━━ 待处理列表

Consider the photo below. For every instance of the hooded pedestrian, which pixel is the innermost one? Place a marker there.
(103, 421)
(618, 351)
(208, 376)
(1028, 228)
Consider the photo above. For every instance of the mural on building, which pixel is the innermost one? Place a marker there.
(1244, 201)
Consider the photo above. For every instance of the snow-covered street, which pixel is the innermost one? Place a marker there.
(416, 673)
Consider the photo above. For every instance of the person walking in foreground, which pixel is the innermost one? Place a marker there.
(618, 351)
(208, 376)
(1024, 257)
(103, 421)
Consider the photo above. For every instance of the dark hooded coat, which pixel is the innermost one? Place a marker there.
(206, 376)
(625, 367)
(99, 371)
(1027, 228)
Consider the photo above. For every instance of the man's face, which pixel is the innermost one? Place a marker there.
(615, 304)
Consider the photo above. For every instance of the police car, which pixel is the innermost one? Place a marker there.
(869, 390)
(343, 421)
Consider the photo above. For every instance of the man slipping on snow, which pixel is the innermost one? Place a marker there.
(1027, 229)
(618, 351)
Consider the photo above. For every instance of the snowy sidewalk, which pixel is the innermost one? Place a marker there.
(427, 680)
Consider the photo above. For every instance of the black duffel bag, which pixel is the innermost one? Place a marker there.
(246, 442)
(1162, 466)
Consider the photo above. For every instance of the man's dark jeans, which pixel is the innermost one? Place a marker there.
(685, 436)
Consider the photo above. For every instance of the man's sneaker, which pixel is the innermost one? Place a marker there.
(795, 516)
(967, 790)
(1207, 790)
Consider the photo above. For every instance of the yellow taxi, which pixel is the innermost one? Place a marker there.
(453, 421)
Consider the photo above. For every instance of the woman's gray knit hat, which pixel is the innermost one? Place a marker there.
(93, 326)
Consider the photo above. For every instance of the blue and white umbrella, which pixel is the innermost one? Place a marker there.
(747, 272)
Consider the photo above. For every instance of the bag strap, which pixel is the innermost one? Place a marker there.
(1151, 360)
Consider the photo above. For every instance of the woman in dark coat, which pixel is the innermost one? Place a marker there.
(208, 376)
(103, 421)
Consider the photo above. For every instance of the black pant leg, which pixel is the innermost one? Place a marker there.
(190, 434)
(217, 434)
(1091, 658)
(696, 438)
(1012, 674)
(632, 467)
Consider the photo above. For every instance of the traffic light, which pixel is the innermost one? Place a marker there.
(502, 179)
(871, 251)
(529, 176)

━━━━
━━ 待处理列表

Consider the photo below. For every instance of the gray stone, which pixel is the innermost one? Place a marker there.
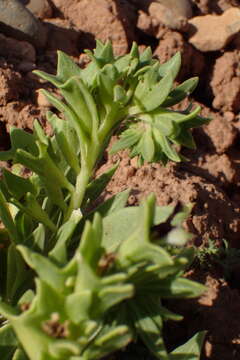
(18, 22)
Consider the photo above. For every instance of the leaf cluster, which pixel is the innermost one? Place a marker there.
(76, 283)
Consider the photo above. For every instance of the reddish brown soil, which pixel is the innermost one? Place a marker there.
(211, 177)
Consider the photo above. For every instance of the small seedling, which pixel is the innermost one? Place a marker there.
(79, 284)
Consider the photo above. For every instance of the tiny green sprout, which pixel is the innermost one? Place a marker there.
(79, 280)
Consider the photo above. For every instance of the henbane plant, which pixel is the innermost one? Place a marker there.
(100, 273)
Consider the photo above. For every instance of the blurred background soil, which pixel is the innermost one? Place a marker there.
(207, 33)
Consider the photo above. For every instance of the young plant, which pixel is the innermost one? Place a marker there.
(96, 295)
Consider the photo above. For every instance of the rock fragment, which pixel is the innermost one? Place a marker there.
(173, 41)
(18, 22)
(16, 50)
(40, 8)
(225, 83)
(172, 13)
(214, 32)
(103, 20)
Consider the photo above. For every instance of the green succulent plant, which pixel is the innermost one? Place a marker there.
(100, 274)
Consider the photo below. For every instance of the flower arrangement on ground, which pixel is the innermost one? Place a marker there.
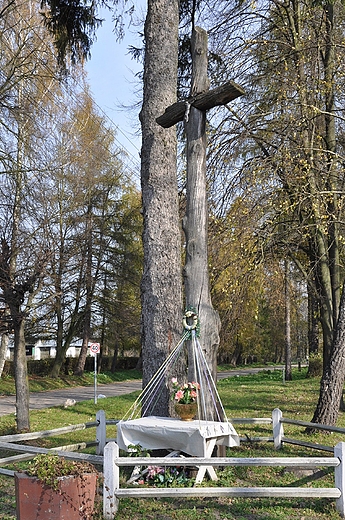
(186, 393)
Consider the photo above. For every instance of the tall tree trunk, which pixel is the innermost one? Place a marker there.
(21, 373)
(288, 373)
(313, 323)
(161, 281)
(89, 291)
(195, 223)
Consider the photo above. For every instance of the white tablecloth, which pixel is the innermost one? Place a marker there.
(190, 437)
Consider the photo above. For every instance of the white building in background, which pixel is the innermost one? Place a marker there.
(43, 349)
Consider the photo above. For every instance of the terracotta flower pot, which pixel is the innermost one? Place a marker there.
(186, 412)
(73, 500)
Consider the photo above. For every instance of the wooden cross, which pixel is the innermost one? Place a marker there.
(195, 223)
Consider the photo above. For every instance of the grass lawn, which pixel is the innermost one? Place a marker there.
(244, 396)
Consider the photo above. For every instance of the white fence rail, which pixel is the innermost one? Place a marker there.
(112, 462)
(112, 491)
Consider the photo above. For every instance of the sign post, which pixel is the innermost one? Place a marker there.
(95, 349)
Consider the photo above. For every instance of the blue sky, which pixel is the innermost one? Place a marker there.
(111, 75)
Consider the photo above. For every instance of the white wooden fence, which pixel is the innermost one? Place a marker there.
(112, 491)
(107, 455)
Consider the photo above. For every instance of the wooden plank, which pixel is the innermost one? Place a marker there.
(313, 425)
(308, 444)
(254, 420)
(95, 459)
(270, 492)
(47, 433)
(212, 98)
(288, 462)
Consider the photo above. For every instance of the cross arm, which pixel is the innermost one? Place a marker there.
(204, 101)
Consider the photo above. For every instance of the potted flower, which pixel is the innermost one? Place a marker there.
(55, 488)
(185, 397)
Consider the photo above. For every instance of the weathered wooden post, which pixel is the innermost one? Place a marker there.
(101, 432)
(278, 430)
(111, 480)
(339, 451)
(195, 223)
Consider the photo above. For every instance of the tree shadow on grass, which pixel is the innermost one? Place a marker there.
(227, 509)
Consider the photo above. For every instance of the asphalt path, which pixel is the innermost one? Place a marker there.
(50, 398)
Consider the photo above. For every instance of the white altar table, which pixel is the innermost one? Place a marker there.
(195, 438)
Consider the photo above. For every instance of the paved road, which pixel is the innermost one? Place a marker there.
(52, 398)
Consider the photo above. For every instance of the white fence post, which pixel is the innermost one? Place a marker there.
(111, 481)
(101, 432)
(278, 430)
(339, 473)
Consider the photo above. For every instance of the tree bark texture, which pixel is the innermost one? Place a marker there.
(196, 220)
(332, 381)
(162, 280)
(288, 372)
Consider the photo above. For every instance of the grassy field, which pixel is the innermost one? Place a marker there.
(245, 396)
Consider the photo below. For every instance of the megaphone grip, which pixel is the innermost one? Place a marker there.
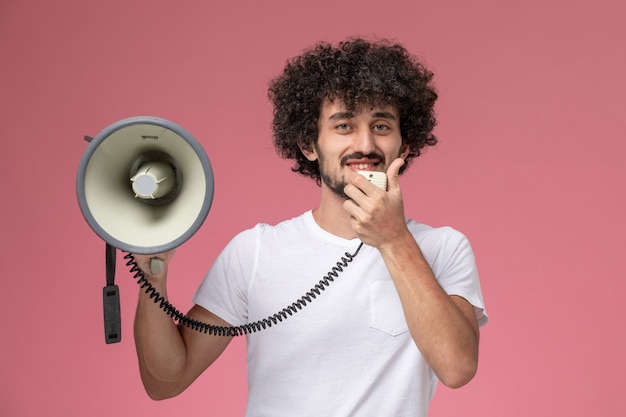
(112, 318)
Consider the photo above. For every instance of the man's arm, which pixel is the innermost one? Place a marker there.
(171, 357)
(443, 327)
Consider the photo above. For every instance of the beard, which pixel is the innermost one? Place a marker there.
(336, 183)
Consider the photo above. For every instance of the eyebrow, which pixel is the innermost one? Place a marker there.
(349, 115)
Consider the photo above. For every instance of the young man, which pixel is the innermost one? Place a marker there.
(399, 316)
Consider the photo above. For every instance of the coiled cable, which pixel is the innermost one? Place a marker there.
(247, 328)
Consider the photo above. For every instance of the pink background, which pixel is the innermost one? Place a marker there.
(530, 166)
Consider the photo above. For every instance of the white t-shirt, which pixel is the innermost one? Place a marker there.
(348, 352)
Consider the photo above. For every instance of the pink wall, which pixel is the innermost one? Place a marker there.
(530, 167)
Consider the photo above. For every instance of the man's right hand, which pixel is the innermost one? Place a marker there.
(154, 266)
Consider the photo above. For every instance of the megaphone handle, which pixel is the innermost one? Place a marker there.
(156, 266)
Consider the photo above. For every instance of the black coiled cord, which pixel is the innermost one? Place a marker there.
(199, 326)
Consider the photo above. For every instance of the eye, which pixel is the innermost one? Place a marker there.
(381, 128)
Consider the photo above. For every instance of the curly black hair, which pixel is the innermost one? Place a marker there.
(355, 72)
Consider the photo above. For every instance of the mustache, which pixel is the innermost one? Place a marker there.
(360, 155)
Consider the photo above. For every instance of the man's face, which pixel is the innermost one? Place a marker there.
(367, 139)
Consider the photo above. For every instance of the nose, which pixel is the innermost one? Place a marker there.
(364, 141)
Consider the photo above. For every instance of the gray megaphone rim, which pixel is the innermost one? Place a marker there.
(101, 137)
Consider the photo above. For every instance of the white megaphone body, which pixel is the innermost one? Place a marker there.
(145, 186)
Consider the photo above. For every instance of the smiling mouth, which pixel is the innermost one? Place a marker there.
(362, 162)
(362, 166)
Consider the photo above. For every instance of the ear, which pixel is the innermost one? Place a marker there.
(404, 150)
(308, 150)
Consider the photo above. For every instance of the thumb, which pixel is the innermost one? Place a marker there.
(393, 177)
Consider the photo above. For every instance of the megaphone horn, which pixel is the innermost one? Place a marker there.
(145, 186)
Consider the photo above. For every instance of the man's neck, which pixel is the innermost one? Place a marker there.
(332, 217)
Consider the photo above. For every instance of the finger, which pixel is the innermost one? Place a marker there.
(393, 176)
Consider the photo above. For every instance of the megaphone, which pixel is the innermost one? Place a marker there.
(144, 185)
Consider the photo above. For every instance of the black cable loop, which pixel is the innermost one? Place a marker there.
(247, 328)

━━━━

* **练习说明**: 能否把上面列表中从含有“Consider the photo above. For every instance of the snowy”的那一行起，一直到含有“(1151, 360)”的那一行为止（首尾两行都算在内），一字不改地再写一遍？

* **练习结果**:
Consider the photo above. For every instance of the snowy sidewalk, which pixel is the innermost one? Place a marker there.
(427, 680)
Consider the photo above. For every instance of the black duffel bag, which pixel is the innermost one? Place a marker there.
(246, 442)
(1162, 466)
Consider the photo above. For every instance of the man's dark jeans, which pixel is the innermost one? Place a marker there.
(685, 436)
Consider the photo above. For every instance of the man's sneaker, which pixel is the innermost one? Place a marker there.
(795, 516)
(967, 790)
(1207, 790)
Consider the photo above. For every instance of the yellow taxi, which pixel is the innermost one? Place a marker there.
(453, 421)
Consider the photo above. For every instance of the woman's gray knit hat, which pixel is the innermost one? Place a marker there.
(93, 326)
Consider the photo above. For every instance of the blue and white umbrella, which pixel is the innermost one? Place a marker there.
(747, 272)
Consider the photo above. For every instance of the bag strap, which pixel is the innermost one? Place a marker there.
(1151, 360)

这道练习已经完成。